YOUR GOAL - Rewrite everything from the row containing "For each instance of the cloud" down to the row containing "pixel 72 101", both included. Change "metal handrail" to "wooden handrail", leave all else unchanged, and give back only those rows.
'''
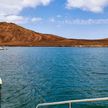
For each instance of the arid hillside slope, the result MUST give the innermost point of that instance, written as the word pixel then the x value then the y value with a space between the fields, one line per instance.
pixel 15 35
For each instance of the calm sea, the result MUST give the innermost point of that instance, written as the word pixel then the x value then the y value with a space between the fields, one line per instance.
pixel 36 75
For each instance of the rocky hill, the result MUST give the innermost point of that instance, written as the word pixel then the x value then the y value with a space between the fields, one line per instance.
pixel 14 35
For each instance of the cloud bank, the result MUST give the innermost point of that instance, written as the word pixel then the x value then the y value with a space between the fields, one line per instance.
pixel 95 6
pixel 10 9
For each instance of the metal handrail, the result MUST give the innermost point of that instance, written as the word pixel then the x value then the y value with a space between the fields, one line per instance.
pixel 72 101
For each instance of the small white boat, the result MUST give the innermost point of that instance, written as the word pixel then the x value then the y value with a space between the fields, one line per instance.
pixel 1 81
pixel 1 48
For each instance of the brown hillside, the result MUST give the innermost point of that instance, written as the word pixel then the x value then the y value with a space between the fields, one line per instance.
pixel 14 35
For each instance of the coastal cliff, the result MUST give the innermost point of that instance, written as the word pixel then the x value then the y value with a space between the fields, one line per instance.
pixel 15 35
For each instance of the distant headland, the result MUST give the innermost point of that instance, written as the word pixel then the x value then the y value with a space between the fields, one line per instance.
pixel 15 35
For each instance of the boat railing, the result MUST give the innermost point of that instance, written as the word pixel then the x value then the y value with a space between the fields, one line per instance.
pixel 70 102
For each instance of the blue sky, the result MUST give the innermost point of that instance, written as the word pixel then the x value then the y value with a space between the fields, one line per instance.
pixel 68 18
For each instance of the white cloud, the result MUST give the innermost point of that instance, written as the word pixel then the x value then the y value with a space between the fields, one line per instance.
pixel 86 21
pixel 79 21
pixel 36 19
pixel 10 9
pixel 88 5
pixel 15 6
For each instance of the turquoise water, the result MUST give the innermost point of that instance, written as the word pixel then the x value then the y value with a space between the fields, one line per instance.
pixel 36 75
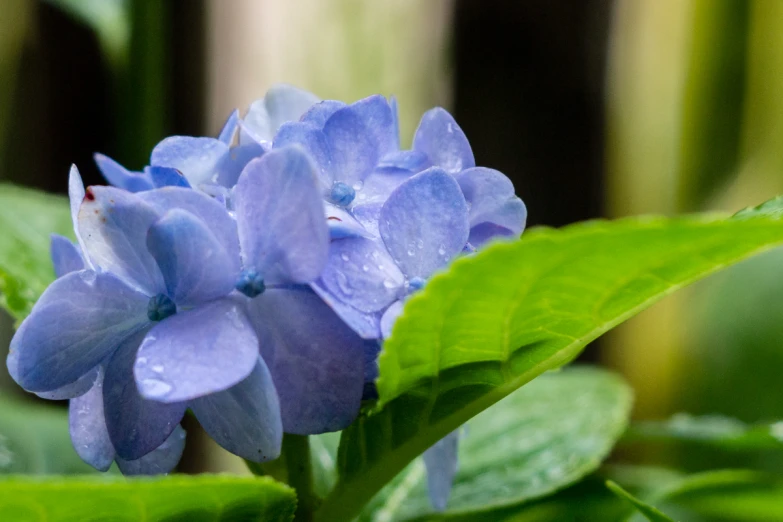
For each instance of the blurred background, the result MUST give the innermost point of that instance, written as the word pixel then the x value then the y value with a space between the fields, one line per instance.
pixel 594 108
'''
'''
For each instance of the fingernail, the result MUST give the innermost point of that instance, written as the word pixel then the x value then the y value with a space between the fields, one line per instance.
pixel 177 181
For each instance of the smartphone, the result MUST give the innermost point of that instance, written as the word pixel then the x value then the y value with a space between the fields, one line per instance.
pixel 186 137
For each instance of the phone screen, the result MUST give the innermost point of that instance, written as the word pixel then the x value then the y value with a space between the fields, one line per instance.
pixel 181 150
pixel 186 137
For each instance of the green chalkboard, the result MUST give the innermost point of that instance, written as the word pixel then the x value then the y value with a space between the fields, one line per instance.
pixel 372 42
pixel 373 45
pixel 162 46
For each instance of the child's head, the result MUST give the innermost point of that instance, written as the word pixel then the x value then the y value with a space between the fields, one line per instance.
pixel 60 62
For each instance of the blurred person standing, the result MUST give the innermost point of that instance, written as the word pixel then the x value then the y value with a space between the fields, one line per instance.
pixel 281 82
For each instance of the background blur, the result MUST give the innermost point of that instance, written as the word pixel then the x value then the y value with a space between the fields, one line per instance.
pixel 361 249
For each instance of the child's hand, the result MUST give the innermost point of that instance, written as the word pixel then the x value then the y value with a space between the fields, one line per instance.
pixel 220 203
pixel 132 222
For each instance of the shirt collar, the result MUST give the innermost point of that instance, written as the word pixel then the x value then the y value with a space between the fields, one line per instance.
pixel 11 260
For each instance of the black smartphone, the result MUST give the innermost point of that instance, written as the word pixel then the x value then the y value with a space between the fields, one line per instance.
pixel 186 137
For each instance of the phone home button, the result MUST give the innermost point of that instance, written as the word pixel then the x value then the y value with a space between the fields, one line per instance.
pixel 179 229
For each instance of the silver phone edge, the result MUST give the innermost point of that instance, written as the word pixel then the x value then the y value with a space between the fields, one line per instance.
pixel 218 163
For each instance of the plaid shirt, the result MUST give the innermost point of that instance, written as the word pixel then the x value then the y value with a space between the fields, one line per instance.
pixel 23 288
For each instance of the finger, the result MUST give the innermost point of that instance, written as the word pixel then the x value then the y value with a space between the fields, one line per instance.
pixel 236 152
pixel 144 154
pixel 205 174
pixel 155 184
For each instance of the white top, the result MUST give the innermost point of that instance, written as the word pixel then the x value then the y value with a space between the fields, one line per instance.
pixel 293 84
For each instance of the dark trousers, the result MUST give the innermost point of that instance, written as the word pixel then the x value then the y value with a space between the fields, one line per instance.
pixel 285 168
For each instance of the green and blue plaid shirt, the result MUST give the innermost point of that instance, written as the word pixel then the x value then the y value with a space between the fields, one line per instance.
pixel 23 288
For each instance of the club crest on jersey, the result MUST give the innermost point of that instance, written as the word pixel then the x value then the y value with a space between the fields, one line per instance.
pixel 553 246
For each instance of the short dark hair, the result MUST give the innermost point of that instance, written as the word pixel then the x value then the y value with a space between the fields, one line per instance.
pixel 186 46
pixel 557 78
'''
CORRECT ANSWER -
For each instance of the cloud bank, the result MUST give the innermost point of that instance, written as the word pixel then the x value then the y value with a space between the fields, one line per instance.
pixel 95 6
pixel 10 9
For each instance of the wooden handrail, the result MUST give the innermost point of that instance, written as the word pixel then the x value then the y value with a space between the fields, one line per instance.
pixel 72 101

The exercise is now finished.